USING THE INFORMATION:
[a] In the forum thread about hunting waterfowl with a 28ga, how far was it from where the dog picked up the greenhead on the 20ga hunt, as paced by the poster?
[b] Resume the forum thread about hunting waterfowl with a 28ga after its last line.

# You can't shoot waterfowl with a 28ga...



## toasty (May 15, 2008)

I know there are several guys on here hunting waterfowl with the 28ga like hammernhonnkers, paddler, and woolybugger. I've done a little bit of hunting with the 28 the last week or two, but I like the high density stuff out of my small bore guns.

Loaded up 50 rounds and dropped into my favorite little late season duck spot. I loaded up some loads last fall and tried a variety of chokes. I cannot stress enough for the guys using this high density stuff for waterfowl, how an open choke is the best option. Here is the 40 yard pattern with HW15 7/8oz using BPI TPS 28ga wad in a cheddite hull using a SKII choke.










Start of the hunt, I get down to the river and jump 3 ducks, my first 2 shots and drop 2 drake mallards at about 10-15 yards, 2 shots, 2 birds down. After a while I have a longer shot, about 45 yards, I figure the numbers don't lie, so take a chance, one shot and another drake hits the dirt. Kick up a ton of ducks, I wait patiently for a flock to pass over head and shoot 3 shots and drop the wideon and hen mallard, one at 25 and one at 35 yards. Wait a little while longer and have a lone mallard about 50 yard up flying right over head, first shot behind him, I make the adjustment on the second shot and he hits the snow. Good thing there is snow, I follow his blood trail to his hiding spot and dispatch him. Pack up and on the way out jump another drake and drop him at about 45 yards with a single shot. I will admit, I don't know that I have ever shot a more effective combination of gun and shell. I've got 7 birds down with 9 shots and no cripple shots required. Here is the pic:










So to see if this is a fluke, I head down to another spot the next day. Today, it is all green, if it doesn't have a green head, I'm not shooting it. Tougher day, the birds in this spot do not hold as good and I'm left with 40+ yard shots except for 1 at about 10 yards. After 3 hours I've got 6 birds down, have shot 7 shells, but lost a lone cripple, it falls in the thick stuff and I just can't find a trail, blood, nothing. I have validated what I found out the night before, this load/gun combo is incredible, I only wish it was a little cheaper. Here is an ugly pic from day 2:










A couple days later I'm back on the 20ga, this time with a 1 1/4oz load of HW13 #4. There is 3 of us hunting over decoys on a public spot that gets hunted a lot. I know we're in for a tough hunt, 1 guy is shooting Federal high Density in a 12ga, the other guy is shooting Steel BB in a 12ga and we had a flock of ducks come in, we each take a shot or two and drop a couple birds, there is a greenhead about 60 yards away going away, I've got 1 more shell and line it up and pull the trigger, the duck drops, I walk out there and the dog has the mallard dead in its mouth before I get half way, I finish walking out the where the dog picked it up and pace backwards. 67 long strides. I like ducks in my face, nothing more fun than finishing ducks, but it is good to know you can reach out and touch them if needs be. Finished off the day with a 3 man limit.


----------



## Bax* (Dec 14, 2008)

SUPPLIED DATA:
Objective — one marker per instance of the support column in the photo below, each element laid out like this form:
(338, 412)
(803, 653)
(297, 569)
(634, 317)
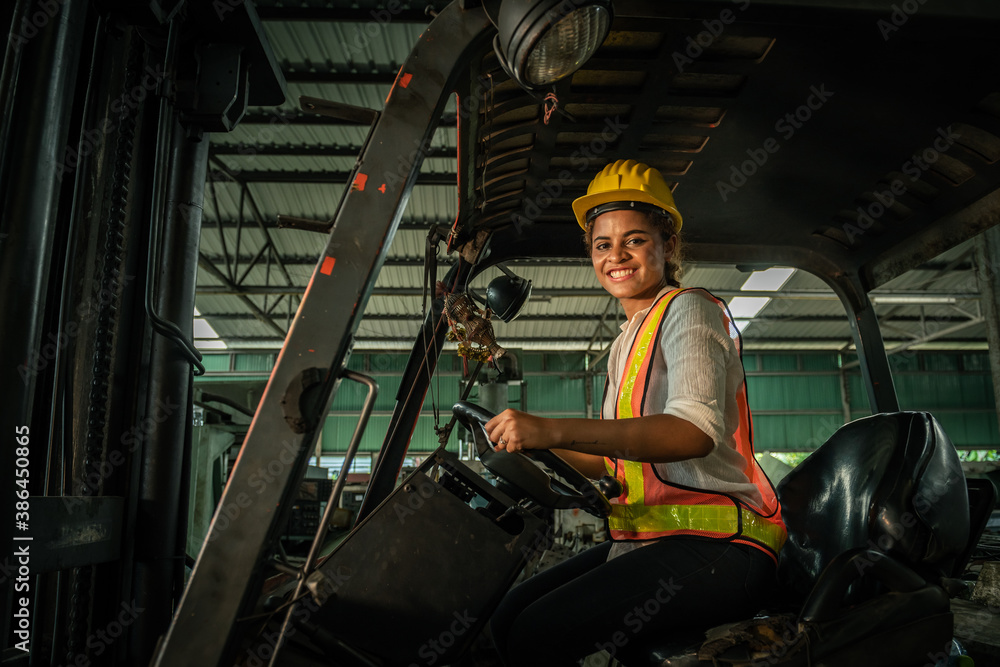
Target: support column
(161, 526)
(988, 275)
--
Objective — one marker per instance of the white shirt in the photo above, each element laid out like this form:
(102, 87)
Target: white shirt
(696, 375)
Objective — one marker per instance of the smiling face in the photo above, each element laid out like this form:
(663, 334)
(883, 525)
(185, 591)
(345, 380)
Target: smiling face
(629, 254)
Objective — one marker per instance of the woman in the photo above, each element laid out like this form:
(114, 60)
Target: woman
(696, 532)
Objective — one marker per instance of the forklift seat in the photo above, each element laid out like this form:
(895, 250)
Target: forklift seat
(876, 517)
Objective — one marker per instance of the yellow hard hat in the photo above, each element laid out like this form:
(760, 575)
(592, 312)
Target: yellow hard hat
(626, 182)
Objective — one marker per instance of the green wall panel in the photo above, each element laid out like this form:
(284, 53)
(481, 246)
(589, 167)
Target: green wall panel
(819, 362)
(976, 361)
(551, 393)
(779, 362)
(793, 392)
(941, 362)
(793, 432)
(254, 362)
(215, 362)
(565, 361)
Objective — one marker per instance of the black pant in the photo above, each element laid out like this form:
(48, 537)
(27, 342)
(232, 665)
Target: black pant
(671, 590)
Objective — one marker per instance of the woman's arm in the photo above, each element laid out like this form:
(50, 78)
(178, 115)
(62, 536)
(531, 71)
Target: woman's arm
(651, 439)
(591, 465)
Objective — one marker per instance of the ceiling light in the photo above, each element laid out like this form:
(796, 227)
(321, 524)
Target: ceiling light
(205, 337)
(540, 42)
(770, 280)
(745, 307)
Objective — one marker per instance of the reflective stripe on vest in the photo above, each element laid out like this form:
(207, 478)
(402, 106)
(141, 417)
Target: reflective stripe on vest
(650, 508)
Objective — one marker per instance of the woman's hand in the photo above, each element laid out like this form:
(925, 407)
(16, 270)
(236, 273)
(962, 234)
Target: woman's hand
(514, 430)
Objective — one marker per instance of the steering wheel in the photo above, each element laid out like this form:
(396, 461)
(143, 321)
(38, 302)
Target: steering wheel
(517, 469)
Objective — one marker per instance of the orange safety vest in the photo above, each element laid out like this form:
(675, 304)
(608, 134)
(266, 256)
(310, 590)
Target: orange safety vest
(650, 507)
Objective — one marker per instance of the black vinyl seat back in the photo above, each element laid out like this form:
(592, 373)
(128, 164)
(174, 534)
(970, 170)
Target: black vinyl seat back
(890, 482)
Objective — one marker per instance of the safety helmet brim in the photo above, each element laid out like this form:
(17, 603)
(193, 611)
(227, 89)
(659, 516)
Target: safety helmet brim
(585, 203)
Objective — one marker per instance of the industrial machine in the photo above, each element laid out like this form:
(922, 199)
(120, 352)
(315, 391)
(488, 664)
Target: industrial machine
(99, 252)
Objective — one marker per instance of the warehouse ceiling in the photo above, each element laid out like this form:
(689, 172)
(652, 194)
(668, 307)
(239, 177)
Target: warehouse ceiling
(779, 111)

YOUR RESPONSES:
[a] 67 long strides.

[b]
Cool Post! 8) Looks like those ducks didnt know the difference between a 28ga and a 12ga....


----------



## Longgun (Sep 7, 2007)

one word...

Nice!


----------



## tshuntin (Jul 13, 2008)

What is the gun?


----------



## TEX-O-BOB (Sep 12, 2007)

That's the gun I want BAD!!! I just petted one at Scheels an hour ago.  

Benelli Ultra light 28 ga with the 24 inch barrel. Gimmy Gimmy Gimmy!!!


----------



## toasty (May 15, 2008)

TEX-O-BOB said:


> That's the gun I want BAD!!! I just petted one at Scheels an hour ago.
> 
> Benelli Ultra light 28 ga with the 24 inch barrel. Gimmy Gimmy Gimmy!!!


You made a horrible mistake, I picked it up one time at Cabelas on a whim and couldn't stop thinking about it for about 2 months until I bought it. I will caution you as well that once you start hunting with it, your SxS and O/U don't get taken out nearly as much.


----------



## utahgolf (Sep 8, 2007)

what's your take on a .410 for waterfowl? I have a side by side I want to use for teal on my opener spot but not sure what it will shoot. I'm guessing I'd have to special order some tungsten shot for it. worried any steel out of it might harm the barrel.


----------



## wyogoob (Sep 7, 2007)

Geeze, great post toasty!


----------



## TEX-O-BOB (Sep 12, 2007)

toasty said:


> TEX-O-BOB said:
> 
> 
> > That's the gun I want BAD!!! I just petted one at Scheels an hour ago.
> ...


For quail and chukars, I think it's THE gun I want. I'm currently shooting my old Super 90 20 ga right now and love it. But I think I'd love that 28 even more. 8) For huns sharptails and roosters I'll keep shooting my 525 Citori 20 ga.


----------



## Fowlmouth (Oct 4, 2008)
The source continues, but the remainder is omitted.